Records for processing
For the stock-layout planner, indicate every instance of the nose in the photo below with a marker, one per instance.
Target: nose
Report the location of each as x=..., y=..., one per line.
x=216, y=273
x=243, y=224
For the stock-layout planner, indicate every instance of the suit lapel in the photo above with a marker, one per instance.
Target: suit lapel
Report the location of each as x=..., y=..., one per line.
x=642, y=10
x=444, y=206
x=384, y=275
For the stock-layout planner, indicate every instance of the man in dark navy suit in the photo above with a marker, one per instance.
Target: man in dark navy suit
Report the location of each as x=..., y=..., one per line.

Stated exercise
Extract, verbatim, the lines from the one containing "of the suit" through the last line of the listing above.

Reply
For the stock-layout planner, indicate every instance of the suit lapel in the photo above with a marker, one per instance.
Target: suit lapel
Report the location of each as x=..., y=..., one per line.
x=642, y=10
x=444, y=206
x=384, y=275
For the stock-layout planner, indicate every instance of the man in dark navy suit in the photo above with a marker, one per instance.
Target: man in dark navy suit
Report the location of each as x=..., y=..., one per line.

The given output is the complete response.